DOCUMENT EXTRACT
****

The Kansas House’s Health and Human Services Committee has on its agenda Monday a bill that would require cities to warn citizens if fluoride is added to drinking water. The measure, which declares fluoride dangerous, has been criticized by public health officials and the Kansas Dental Association, according to The Associated Press.

The bill, known as “HB 2372,” mandates that all Kansas cities and other local government entities “providing water service that artificially fluoridate their community drinking water must notify the consumers of that treated water, that the latest science confirms that ingested fluoride lowers the I.Q. in children.”

The Kansas Dental Association has called the bill “simply a scare tactic designed to put unnecessary fear in the citizens of Kansas.”

“Water fluoridation has been proven for decades to be a safe, health and effective way to reduce tooth decay,” the association said in a statement earlier this month. “While fluoride opponents will declare water fluoridation to be harmful, science and the health profession say otherwise.”

****

(Pointing dataset excerpts)
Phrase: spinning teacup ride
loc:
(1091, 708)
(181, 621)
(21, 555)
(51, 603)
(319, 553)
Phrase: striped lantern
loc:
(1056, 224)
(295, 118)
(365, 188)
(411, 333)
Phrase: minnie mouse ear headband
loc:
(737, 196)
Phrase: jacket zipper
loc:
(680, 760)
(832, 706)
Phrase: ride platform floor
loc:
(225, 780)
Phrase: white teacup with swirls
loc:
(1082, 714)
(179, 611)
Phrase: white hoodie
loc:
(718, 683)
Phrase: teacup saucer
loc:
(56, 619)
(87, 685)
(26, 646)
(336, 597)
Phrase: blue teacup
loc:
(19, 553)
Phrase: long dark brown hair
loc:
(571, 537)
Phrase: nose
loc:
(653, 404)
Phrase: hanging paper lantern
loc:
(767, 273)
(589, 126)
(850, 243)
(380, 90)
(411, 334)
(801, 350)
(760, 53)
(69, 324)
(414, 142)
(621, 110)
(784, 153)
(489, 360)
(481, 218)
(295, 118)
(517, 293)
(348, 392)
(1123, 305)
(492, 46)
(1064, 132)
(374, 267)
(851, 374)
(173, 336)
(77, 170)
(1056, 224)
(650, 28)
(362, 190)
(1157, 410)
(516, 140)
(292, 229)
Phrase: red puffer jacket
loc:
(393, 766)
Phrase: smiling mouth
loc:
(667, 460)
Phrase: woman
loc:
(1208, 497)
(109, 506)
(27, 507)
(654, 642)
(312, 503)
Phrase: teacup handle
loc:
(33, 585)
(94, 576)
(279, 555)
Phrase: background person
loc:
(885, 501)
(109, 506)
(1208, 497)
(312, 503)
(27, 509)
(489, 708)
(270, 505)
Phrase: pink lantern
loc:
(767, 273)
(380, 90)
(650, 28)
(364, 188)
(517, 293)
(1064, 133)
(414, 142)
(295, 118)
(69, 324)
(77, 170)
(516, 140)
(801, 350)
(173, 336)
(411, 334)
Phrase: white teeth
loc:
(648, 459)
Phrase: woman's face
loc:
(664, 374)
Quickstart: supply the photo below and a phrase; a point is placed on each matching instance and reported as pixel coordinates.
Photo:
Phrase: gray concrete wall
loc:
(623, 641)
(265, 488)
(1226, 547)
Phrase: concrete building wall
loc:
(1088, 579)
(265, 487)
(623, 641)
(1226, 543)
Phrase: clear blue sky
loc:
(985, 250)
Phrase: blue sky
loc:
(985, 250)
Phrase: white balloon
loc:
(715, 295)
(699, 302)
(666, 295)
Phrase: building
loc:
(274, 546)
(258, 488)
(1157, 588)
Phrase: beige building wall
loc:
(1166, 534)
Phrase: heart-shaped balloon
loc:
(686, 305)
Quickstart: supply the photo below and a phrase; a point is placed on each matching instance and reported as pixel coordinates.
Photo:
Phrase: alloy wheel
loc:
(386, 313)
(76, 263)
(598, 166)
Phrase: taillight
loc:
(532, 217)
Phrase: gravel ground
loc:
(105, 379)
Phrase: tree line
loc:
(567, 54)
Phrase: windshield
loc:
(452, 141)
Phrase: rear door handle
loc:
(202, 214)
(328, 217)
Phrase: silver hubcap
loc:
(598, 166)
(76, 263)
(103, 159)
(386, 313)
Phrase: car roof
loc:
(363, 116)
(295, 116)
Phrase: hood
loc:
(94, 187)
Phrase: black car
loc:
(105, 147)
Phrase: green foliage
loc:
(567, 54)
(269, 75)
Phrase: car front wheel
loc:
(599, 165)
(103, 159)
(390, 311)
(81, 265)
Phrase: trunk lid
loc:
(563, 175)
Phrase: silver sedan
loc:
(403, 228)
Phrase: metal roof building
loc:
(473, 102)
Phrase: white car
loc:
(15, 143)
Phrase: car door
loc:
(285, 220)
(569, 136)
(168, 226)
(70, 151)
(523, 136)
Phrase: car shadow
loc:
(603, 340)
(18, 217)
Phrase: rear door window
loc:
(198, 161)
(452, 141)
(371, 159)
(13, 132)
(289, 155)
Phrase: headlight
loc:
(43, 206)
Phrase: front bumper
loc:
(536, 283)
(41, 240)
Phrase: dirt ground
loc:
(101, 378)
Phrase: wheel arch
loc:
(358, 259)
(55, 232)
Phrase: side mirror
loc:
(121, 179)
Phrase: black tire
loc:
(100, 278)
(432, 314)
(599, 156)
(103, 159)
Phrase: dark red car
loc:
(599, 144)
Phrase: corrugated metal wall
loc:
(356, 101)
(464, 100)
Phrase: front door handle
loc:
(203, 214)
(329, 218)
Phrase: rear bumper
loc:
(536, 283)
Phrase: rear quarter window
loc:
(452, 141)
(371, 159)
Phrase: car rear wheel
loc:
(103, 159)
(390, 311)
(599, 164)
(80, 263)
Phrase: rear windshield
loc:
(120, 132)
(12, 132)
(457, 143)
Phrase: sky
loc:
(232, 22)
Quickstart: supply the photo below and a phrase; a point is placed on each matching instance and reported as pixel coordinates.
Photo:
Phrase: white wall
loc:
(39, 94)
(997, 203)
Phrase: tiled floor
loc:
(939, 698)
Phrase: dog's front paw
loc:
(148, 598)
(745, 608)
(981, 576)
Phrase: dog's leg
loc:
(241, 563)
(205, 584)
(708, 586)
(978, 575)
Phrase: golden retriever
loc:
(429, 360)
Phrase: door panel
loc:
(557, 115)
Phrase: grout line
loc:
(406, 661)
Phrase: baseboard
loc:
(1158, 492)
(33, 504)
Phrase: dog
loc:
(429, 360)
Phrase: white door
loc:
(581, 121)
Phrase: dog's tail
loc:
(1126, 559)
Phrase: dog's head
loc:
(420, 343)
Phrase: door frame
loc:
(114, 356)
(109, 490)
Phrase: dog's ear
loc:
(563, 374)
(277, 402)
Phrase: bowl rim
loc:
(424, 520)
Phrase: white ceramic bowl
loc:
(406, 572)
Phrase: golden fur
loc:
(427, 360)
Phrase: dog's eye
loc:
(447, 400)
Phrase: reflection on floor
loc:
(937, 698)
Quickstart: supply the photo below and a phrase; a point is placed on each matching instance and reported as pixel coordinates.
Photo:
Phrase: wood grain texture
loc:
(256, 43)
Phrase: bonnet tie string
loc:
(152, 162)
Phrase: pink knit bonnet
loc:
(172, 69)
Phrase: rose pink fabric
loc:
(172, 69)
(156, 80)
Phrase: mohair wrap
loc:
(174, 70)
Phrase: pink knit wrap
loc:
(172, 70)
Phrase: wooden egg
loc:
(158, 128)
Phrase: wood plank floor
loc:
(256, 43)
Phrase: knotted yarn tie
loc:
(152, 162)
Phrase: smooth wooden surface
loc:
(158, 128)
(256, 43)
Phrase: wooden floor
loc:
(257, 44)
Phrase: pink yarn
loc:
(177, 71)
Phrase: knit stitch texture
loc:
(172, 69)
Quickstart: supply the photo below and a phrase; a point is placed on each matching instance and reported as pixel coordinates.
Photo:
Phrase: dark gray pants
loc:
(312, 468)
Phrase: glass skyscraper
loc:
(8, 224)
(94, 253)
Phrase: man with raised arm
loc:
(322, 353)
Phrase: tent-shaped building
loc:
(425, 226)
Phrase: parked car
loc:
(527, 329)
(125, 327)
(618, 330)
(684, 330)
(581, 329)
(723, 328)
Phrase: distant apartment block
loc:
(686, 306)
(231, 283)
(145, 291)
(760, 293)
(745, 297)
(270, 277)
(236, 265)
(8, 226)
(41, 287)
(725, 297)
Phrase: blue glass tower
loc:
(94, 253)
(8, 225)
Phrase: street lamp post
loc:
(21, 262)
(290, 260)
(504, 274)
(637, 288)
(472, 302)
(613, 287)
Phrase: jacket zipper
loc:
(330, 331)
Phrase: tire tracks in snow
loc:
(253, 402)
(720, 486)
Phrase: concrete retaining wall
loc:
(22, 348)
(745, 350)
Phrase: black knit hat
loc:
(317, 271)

****

WORK TO COMPLETE
#1 Which organizations does the fluoride bill article name?
#2 Report every line of the records that contains the string "window".

ANSWER SET
#1
- The Kansas House's Health and Human Services Committee
- The Kansas Dental Association
- The Associated Press

#2
Phrase: rear door window
Phrase: rear quarter window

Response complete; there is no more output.